*Requirements*: Locate every line in the listing below that contains the word "tree" and copy each of those lines.
— Begin Records supplied —
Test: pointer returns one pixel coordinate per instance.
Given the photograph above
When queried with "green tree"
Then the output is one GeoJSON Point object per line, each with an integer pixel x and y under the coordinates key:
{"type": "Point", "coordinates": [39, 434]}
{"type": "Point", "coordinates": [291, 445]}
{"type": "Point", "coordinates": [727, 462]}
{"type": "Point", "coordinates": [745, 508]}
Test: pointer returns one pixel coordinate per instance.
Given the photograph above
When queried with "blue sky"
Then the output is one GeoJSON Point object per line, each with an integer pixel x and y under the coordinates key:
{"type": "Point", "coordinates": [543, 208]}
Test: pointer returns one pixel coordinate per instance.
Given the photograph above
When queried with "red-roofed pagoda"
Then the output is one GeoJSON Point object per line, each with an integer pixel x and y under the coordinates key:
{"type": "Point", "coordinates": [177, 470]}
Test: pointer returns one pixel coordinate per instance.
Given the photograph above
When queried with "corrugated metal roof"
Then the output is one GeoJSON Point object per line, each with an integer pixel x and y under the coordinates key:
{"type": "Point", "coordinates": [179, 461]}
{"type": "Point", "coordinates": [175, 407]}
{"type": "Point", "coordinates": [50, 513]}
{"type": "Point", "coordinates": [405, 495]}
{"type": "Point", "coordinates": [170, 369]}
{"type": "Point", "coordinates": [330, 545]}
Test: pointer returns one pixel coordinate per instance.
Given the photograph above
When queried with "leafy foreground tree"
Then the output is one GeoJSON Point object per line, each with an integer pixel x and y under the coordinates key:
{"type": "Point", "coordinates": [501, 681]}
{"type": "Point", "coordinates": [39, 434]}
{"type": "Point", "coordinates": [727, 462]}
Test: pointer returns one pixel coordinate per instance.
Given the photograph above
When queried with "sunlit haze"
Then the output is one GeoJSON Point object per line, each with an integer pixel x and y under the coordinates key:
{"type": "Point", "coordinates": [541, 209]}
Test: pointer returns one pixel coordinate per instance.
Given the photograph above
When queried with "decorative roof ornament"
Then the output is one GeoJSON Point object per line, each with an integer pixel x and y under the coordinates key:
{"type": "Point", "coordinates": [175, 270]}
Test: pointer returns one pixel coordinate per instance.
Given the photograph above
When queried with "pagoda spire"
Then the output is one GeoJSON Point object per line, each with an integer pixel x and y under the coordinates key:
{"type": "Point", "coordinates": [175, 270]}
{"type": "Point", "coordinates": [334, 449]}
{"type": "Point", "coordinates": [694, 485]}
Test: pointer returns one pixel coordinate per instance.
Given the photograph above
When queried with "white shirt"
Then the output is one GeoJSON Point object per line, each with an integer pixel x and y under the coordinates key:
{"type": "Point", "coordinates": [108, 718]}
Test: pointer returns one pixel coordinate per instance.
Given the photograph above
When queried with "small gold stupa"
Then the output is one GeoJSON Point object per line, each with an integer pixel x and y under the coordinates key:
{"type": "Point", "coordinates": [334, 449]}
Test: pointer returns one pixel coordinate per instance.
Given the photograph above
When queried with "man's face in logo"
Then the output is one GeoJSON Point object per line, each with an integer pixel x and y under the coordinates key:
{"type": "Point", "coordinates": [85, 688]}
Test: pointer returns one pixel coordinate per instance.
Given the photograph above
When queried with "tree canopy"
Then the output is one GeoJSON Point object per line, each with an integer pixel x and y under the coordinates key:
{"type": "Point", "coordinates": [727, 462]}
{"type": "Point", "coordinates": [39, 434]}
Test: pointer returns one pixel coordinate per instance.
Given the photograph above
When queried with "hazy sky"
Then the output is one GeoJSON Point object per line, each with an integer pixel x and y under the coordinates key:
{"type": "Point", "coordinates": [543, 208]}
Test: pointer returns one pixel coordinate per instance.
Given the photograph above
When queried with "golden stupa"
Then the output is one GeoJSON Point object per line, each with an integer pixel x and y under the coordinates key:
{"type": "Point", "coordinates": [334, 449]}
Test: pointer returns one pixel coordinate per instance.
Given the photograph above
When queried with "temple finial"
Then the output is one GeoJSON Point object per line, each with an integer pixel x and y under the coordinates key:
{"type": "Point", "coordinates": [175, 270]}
— End Records supplied —
*Task solution*:
When queried with "green tree"
When queried with "leafy foreground tree"
When queried with "tree canopy"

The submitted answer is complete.